■ ЧТО СДЕЛАТЬ
1. Верните без изменений часть текста о Борисе, которая открывается словами, содержащими «Борис в своей», и закрывается словами «не предводительствовал войском.».
2. Что, согласно тексту о Борисе, стало с русской молодежью, которую он посылал учиться за границу?

■ ФРАГМЕНТ СТРАНИЦЫ
-=-=-=-=-
Что касается до личных свойств Бориса, то они способны были подкупить многих в его пользу. От природы одаренный редким умом, способный на хитрость, Борис рос при опальчивом и капризном Грозном и в придворной среде того времени в высшей степени, конечно, усвоил привычку сдерживать себя, управлять собой; он являлся всегда со светлым, приветливым и мягким обращением, даже на высоте власти никогда не давал чувствовать своего могущества. Обычаи опричнины, где безнравственность доходила до последних пределов цинизма и людская жизнь ценилась очень дешево, ни во что, не могли не отразиться на Борисе, но отразились слабее, чем можно было ожидать. Правда, Борис легко смотрел на жизнь и свободу с нашей точки зрения, но в XVI в. одинаковой жестокостью отличались и темная Русь при Иване IV, и просвещенная политика Екатерины Медичи, и благочестивые экстазы Филиппа II. По мерке того времени Борис был очень гуманной личностью, даже в минуты самой жаркой его борьбы с боярством: «лишней крови» он никогда не проливал, лишних жестокостей не делал и сосланных врагов приказывал держать в достатке, «не обижая». Не отступая перед ссылкой, пострижением и казнью, не отступал он в последние свои годы и перед доносами, поощрял их; но эти годы были, как увидим, ужасным временем в жизни Бориса, когда ему приходилось бороться на жизнь и смерть. Не будучи безнравственнее своих современников в сфере политики, Борис остался нравственным человеком и в частной жизни. Сохранились предания, что он был хороший семьянин и очень нежный отец. Как личность, он был способен на высокие движения: можно назвать самоотверженным его поступок, когда он во время ссоры Грозного с его сыном Иваном закрыл собой Ивана от ударов отца. Благотворительность и «нищелюбие» стали всем известными свойствами Бориса. Близость к образованному Ивану развила и в Борисе вкус к образованности, а его ясный ум определенно подсказал ему стремление к общению с цивилизованным Западом. Борис призывал на Русь и ласкал иностранцев, посылал русскую молодежь за границу учиться (любопытно, что ни один из них не вернулся назад в Россию) и своему горячо любимому сыну дал прекрасное по тому времени образование. Есть известия, что при Борисе в Москве начали распространяться западные обычаи. Патриарх Иов даже терпел упреки за то, что он не противодействовал этим новшествам; очень горьки были и ему эти упреки, но он боялся открыто обличать эту новизну, потому что в самом царе видел сильную ей поддержку.

Борис в своей деятельности был преимущественно умным администратором и искусным дипломатом. Одаренный мягкой натурой, он не любил военного дела, по возможности избегал войны и почти никогда сам не предводительствовал войском.
-=-=-=-=-
■ СПИСОК ЗАПИСЕЙ
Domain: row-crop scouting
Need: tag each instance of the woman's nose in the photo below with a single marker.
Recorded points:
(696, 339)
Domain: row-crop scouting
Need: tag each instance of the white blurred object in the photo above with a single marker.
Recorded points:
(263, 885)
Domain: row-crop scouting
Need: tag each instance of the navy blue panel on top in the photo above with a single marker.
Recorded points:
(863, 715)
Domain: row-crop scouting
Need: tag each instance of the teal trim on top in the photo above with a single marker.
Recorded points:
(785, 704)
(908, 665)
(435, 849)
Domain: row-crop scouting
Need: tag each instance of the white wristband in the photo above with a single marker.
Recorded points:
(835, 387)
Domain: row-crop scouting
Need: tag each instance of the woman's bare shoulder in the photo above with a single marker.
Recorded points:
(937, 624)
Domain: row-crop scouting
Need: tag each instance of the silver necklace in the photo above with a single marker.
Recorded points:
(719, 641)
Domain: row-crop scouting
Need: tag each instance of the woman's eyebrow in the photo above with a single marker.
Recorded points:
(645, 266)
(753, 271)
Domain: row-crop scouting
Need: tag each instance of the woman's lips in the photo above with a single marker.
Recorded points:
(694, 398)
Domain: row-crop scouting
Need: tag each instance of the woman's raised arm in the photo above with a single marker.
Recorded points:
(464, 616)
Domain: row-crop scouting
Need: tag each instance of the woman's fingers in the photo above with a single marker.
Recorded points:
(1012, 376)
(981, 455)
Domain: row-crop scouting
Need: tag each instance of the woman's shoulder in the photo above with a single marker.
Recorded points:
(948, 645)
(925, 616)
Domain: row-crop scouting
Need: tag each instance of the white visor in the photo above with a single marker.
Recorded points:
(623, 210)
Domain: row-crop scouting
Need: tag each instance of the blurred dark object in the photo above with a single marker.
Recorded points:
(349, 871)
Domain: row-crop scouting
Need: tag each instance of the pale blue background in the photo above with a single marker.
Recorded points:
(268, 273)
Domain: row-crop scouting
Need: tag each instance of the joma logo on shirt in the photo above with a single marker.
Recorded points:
-=-=-=-=-
■ ОЖИДАЕМЫЕ ОТВЕТЫ
1.
Борис в своей деятельности был преимущественно умным администратором и искусным дипломатом. Одаренный мягкой натурой, он не любил военного дела, по возможности избегал войны и почти никогда сам не предводительствовал войском.

2. Ни один из них не вернулся назад в Россию.